### Source extract
ReleaseNotes


             MAGMA Release Notes

-----------------------------------------------------

MAGMA is intended for CUDA enabled NVIDIA GPUs.
It supports Fermi and Kepler GPUs.

Included are routines for the following algorithms:

    * LU, QR, and Cholesky factorizations
    * Hessenberg, bidiagonal, and tridiagonal reductions
    * Linear solvers based on LU, QR, and Cholesky
    * Eigenvalue and singular value (SVD) problem solvers
    * Generalized Hermitian-definite eigenproblem solver
    * Mixed-precision iterative refinement solvers based on LU, QR, and Cholesky
    * MAGMA BLAS including gemm, gemv, symv, and trsm
    * Batched MAGMA BLAS including gemm, gemv, herk, and trsm
    * Batched MAGMA LAPACK including LU, inverse (getri), QR, and Cholesky factorizations
    * MAGMA Sparse including CG, GMRES, BiCGSTAB, LOBPCG, iterative refinement,
      preconditioners, sparse kernels (SpMV, SpMM), and support for CSR, ELL, and
      SELL-P data formats

Most routines have all four precisions:
single (s), double (d), single-complex (c), double-complex (z).

 2.2.0 - Nov 20, 2016
    * Added variable size batched Cholesky factorization
      magma_[sdcz]potrf_vbatched
    * Added new fixed size batched BLAS routines
      magmablas_[cz]{hemm, hemv, trmm}_batched
      magmablas_[sd]{symm, symv, trmm}_batched
    * Added new variable size batched BLAS routines
      magmablas_[cz]{hemm, hemv, trmm, trsm}_vbatched
      magmablas_[sd]{symm, symv, trmm, trsm}_vbatched
    * Fixed memory leaks in {sy,he}evdx_2stage and getri_outofplace_batched.
    * Fixed bug for small matrices in {symm, hemm}_mgpu and updated tester.
    * Fixed libraries in make.inc examples for MKL with gcc.

### Records supplied
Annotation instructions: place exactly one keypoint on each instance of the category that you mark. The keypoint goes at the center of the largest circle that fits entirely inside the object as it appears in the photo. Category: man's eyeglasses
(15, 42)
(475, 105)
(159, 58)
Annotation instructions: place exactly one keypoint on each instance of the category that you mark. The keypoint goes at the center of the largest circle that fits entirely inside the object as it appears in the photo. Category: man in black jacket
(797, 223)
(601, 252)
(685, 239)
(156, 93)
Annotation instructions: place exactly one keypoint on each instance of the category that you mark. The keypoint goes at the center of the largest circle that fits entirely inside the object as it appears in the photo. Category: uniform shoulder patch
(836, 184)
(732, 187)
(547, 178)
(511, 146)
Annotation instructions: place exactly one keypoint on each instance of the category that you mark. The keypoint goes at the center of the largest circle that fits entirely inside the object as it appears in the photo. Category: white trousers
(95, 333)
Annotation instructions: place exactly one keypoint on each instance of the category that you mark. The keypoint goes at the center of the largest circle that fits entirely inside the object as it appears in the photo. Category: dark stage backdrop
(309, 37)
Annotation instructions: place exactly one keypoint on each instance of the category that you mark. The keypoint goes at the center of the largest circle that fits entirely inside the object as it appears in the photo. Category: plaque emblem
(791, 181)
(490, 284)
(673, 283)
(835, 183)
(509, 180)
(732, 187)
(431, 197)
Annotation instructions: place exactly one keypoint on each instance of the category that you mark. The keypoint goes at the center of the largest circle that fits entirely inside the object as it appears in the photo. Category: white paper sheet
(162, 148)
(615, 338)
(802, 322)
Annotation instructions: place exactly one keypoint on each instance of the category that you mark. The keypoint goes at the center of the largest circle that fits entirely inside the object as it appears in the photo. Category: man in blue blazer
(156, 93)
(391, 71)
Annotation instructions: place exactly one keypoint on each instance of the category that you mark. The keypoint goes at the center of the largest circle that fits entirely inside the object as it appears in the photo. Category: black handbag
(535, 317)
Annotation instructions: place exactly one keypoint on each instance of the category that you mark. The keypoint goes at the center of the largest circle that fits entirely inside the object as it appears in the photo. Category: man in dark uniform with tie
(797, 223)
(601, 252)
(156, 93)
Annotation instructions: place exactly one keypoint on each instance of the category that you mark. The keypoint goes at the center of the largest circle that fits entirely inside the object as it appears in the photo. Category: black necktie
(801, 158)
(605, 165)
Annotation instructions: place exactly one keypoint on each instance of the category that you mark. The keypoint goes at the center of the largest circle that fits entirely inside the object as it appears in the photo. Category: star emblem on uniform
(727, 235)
==
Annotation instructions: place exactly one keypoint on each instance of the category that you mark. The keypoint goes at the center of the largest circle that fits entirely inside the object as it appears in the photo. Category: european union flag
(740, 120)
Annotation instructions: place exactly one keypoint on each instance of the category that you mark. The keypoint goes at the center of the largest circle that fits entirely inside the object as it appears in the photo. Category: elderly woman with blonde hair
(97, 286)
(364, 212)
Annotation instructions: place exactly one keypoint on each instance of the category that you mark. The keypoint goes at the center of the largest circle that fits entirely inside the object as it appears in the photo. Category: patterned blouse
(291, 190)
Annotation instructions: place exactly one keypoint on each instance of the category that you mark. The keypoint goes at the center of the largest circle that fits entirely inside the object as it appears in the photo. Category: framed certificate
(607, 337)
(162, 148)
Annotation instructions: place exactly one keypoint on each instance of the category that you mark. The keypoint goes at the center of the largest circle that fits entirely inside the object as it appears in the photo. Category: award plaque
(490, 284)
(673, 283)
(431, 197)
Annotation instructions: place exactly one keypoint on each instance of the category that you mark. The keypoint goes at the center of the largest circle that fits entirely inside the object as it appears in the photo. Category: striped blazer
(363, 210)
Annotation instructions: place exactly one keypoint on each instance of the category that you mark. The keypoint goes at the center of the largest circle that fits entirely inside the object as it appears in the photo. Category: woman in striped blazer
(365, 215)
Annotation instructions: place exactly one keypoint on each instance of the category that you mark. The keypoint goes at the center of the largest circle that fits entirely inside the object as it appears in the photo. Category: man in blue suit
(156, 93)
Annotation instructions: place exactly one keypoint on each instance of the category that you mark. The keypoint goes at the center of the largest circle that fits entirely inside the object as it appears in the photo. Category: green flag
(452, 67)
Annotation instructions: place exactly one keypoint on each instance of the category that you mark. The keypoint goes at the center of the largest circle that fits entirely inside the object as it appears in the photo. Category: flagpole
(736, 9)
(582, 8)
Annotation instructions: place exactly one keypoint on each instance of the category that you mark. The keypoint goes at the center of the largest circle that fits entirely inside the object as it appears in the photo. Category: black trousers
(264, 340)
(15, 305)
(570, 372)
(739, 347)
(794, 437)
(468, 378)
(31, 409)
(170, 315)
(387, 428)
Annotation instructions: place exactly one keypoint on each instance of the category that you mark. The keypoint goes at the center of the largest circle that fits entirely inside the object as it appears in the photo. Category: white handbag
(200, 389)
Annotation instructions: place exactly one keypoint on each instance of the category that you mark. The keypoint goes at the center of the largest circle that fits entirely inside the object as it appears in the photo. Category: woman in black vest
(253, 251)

### The exercise
Continue the MAGMA release notes from their last entry, in the same changelog format.

### Task response
    * More robust error checking for Batched BLAS routines.

    MAGMA-sparse
    * Added Incomplete Sparse Approximate Inverse (ISAI) Preconditioner
      for sparse triangular solves, including batched generation.
    * Added Block-Jacobi triangular solves, including variable blocksize
      (based on supervariable amalgamation).
    * Added ParILUT, a parallel threshold ILU based on OpenMP.
    * Added CSR5 format and CSR5 SpMV kernel, a sparse matrix vector product
      often outperforming the cuSPARSE SpMV CSR and HYB.

 2.1.0 - Aug 30, 2016
    * Added variable size batched routines:
      magmablas_[sdcz]{gemm, gemv, syrk, herk, syr2k, her2k}_vbatched
    * Improved performance of SVD routines, and fixed workspace size bugs.
    * More robust error checking for BLAS routines.
    * Expanded and reorganized documentation.
    * Improved install (added DESTDIR, LIB_SUFFIX to Makefile; added install to CMake).

    MAGMA-sparse
    * Added a preconditioned QMR iterative solver (PQMR) including a kernel-merged version.
    * Updated the preconditioner structure to allow for a specific ILU triangular solver.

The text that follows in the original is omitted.